> **WRITTEN INSTRUCTION**
Render each line of all the rows below as a JSON list of strings, one string per line, with blank lines dropped. Keep the pictures out of your answer.

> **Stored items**
_ _ _ _ _

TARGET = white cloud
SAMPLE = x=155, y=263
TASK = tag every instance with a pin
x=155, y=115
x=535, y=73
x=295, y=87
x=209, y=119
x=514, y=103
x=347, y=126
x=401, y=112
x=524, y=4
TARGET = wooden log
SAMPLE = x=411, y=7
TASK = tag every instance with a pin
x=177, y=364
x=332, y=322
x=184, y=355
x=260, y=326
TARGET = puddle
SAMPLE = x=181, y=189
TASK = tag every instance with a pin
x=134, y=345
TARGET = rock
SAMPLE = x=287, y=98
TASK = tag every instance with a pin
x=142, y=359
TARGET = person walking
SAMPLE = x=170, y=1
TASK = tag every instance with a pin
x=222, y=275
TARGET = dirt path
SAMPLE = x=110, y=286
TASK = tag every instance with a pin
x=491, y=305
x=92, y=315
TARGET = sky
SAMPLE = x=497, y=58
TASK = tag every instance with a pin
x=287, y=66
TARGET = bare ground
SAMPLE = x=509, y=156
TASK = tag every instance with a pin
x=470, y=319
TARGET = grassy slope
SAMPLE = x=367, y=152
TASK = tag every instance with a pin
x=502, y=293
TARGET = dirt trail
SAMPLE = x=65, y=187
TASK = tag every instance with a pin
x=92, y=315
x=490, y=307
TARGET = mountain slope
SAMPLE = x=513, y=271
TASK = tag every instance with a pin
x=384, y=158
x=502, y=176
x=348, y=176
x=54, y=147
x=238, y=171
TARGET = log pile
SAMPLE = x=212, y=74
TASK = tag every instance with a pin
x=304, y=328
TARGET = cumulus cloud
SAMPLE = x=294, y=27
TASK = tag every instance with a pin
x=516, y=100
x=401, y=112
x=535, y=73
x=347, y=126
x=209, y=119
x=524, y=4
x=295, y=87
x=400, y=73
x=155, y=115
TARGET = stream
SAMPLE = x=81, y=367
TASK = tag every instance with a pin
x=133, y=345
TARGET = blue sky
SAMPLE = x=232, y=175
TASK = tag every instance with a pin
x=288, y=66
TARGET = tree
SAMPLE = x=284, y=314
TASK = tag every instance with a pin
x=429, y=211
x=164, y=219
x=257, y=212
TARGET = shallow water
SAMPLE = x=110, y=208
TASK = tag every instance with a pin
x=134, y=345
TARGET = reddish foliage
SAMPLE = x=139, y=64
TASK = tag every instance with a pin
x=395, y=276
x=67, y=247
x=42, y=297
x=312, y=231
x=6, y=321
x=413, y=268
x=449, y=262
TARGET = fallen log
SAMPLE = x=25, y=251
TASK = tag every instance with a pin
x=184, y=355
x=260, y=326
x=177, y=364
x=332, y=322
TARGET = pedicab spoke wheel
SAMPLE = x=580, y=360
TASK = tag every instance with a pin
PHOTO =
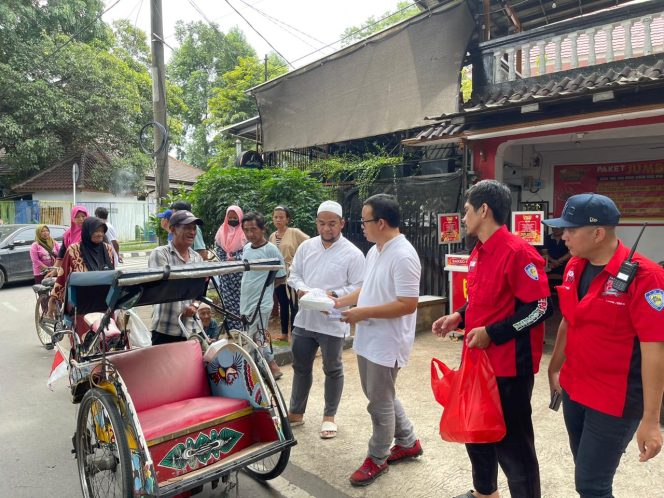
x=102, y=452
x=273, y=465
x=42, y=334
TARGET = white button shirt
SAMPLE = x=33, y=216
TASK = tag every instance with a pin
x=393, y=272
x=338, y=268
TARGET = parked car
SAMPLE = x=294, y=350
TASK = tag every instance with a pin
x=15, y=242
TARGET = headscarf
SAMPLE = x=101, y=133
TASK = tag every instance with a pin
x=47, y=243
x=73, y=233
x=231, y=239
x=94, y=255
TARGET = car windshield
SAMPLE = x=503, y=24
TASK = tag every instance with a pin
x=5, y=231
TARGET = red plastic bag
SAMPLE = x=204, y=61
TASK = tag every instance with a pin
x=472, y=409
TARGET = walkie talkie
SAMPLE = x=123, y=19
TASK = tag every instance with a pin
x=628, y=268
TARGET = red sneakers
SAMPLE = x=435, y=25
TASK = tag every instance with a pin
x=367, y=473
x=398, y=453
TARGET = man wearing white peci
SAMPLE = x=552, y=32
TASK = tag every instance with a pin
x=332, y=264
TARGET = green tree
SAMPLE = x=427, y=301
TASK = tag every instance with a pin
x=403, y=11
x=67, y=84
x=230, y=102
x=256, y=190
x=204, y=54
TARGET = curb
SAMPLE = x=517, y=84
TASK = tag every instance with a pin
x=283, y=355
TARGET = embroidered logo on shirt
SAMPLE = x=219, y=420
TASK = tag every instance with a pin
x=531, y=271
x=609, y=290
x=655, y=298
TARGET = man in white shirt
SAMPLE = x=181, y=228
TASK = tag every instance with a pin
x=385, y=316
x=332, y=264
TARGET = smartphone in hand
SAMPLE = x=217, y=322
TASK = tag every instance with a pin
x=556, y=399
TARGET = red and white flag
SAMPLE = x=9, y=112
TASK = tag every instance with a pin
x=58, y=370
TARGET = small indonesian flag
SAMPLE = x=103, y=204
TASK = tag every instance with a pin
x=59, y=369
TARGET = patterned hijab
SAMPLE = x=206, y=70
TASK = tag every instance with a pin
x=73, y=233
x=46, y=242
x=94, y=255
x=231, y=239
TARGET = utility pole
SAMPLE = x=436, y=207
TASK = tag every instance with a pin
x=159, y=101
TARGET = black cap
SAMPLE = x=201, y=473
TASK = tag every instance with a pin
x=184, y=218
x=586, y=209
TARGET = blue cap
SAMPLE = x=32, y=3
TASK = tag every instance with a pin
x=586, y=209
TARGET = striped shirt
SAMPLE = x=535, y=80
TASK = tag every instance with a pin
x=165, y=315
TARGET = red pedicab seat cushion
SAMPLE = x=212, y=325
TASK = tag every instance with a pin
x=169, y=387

_ _ _ _ _

> **RESPONSE BELOW**
[
  "TARGET = white cloud",
  "SAMPLE = x=155, y=263",
  "TASK = tag every instance with a pin",
  "x=155, y=115",
  "x=535, y=73",
  "x=295, y=87",
  "x=209, y=119",
  "x=514, y=103",
  "x=347, y=126",
  "x=401, y=112",
  "x=524, y=4",
  "TARGET = wooden log",
  "SAMPLE = x=411, y=7",
  "TASK = tag every instance with a pin",
  "x=177, y=364",
  "x=332, y=322",
  "x=184, y=355",
  "x=260, y=326",
  "TARGET = puddle",
  "SAMPLE = x=181, y=189",
  "TASK = tag every instance with a pin",
  "x=134, y=345",
  "TARGET = rock",
  "SAMPLE = x=287, y=98",
  "TASK = tag every instance with a pin",
  "x=142, y=359",
  "TARGET = person walking",
  "SAMPLE = x=170, y=1",
  "TASK = tag every instance with a pin",
  "x=222, y=275",
  "TARGET = dirt path",
  "SAMPLE = x=110, y=286",
  "TASK = tag every instance with a pin",
  "x=491, y=305",
  "x=92, y=315",
  "TARGET = sky",
  "SAMPLE = x=497, y=58",
  "TASK = tag every instance with a pin",
  "x=287, y=66",
  "TARGET = bare ground",
  "SAMPLE = x=509, y=156",
  "TASK = tag every instance with a pin",
  "x=470, y=319",
  "TARGET = grassy slope",
  "SAMPLE = x=367, y=152",
  "TASK = tag every instance with a pin",
  "x=502, y=293",
  "TARGET = dirt trail",
  "SAMPLE = x=65, y=187",
  "TASK = tag every instance with a pin",
  "x=92, y=315",
  "x=490, y=307",
  "TARGET = mountain slope",
  "SAMPLE = x=513, y=271",
  "TASK = tag every instance with a pin",
  "x=384, y=158",
  "x=502, y=176",
  "x=348, y=176",
  "x=54, y=147",
  "x=238, y=171",
  "TARGET = log pile",
  "SAMPLE = x=212, y=74",
  "TASK = tag every instance with a pin",
  "x=304, y=328",
  "TARGET = cumulus cloud",
  "SAMPLE = x=294, y=27",
  "TASK = tag every instance with a pin",
  "x=516, y=100",
  "x=401, y=112",
  "x=535, y=73",
  "x=347, y=126",
  "x=209, y=119",
  "x=524, y=4",
  "x=295, y=87",
  "x=400, y=73",
  "x=155, y=115",
  "TARGET = stream",
  "SAMPLE = x=81, y=367",
  "TASK = tag every instance with a pin",
  "x=133, y=345",
  "TARGET = blue sky",
  "SAMPLE = x=232, y=175",
  "TASK = tag every instance with a pin",
  "x=288, y=66",
  "TARGET = tree",
  "SAMPLE = x=284, y=314",
  "TASK = tag every instance with a pin",
  "x=429, y=211",
  "x=164, y=219",
  "x=257, y=212",
  "TARGET = shallow water",
  "SAMPLE = x=110, y=208",
  "TASK = tag every instance with a pin",
  "x=134, y=345",
  "TARGET = reddish foliage",
  "SAMPLE = x=139, y=64",
  "TASK = tag every instance with a pin",
  "x=395, y=276",
  "x=67, y=247",
  "x=42, y=297",
  "x=312, y=231",
  "x=6, y=321",
  "x=413, y=268",
  "x=449, y=262",
  "TARGET = fallen log",
  "SAMPLE = x=25, y=251",
  "TASK = tag every instance with a pin",
  "x=184, y=355",
  "x=260, y=326",
  "x=177, y=364",
  "x=332, y=322",
  "TARGET = pedicab spoke wheel",
  "SAMPLE = x=580, y=360",
  "TASK = tag every instance with a pin",
  "PHOTO =",
  "x=102, y=452",
  "x=273, y=465",
  "x=42, y=334",
  "TARGET = white button shirt",
  "SAMPLE = x=33, y=216",
  "TASK = tag every instance with a pin",
  "x=393, y=272",
  "x=338, y=268",
  "TARGET = parked car",
  "SAMPLE = x=294, y=350",
  "TASK = tag every instance with a pin",
  "x=15, y=242",
  "TARGET = headscarf",
  "SAMPLE = x=101, y=133",
  "TASK = tag every instance with a pin",
  "x=47, y=243",
  "x=73, y=233",
  "x=231, y=239",
  "x=94, y=255",
  "TARGET = car windshield",
  "SAMPLE = x=503, y=24",
  "TASK = tag every instance with a pin",
  "x=5, y=231",
  "TARGET = red plastic bag",
  "SAMPLE = x=204, y=61",
  "TASK = tag every instance with a pin",
  "x=472, y=409",
  "TARGET = walkie talkie",
  "SAMPLE = x=123, y=19",
  "TASK = tag every instance with a pin",
  "x=628, y=268",
  "TARGET = red sneakers",
  "SAMPLE = x=435, y=25",
  "TASK = tag every instance with a pin",
  "x=367, y=473",
  "x=398, y=453",
  "TARGET = man wearing white peci",
  "SAMPLE = x=552, y=32",
  "TASK = tag every instance with a pin",
  "x=332, y=264",
  "TARGET = green tree",
  "SAMPLE = x=427, y=301",
  "TASK = tag every instance with a pin",
  "x=403, y=11",
  "x=67, y=84",
  "x=230, y=102",
  "x=256, y=190",
  "x=204, y=54",
  "TARGET = curb",
  "SAMPLE = x=517, y=84",
  "TASK = tag every instance with a pin",
  "x=283, y=355",
  "TARGET = embroidered logo on shirt",
  "SAMPLE = x=219, y=420",
  "TASK = tag every instance with a pin",
  "x=531, y=271",
  "x=609, y=290",
  "x=655, y=298",
  "TARGET = man in white shirt",
  "SAMPLE = x=181, y=228",
  "TASK = tag every instance with a pin",
  "x=385, y=316",
  "x=332, y=264",
  "TARGET = smartphone in hand",
  "SAMPLE = x=217, y=322",
  "TASK = tag every instance with a pin",
  "x=556, y=399",
  "TARGET = red and white flag",
  "SAMPLE = x=9, y=112",
  "TASK = tag every instance with a pin",
  "x=58, y=370",
  "TARGET = small indonesian flag",
  "SAMPLE = x=103, y=204",
  "TASK = tag every instance with a pin",
  "x=59, y=369",
  "TARGET = patterned hijab",
  "SAMPLE = x=206, y=70",
  "TASK = tag every instance with a pin",
  "x=73, y=233",
  "x=46, y=242",
  "x=94, y=255",
  "x=231, y=239",
  "TARGET = utility pole",
  "SAMPLE = x=436, y=207",
  "TASK = tag every instance with a pin",
  "x=159, y=101",
  "TARGET = black cap",
  "SAMPLE = x=201, y=473",
  "TASK = tag every instance with a pin",
  "x=184, y=218",
  "x=586, y=209",
  "TARGET = blue cap",
  "SAMPLE = x=32, y=3",
  "TASK = tag every instance with a pin",
  "x=586, y=209",
  "TARGET = striped shirt",
  "SAMPLE = x=535, y=80",
  "TASK = tag every instance with a pin",
  "x=165, y=315",
  "TARGET = red pedicab seat cushion",
  "SAMPLE = x=212, y=325",
  "TASK = tag every instance with a pin",
  "x=169, y=387"
]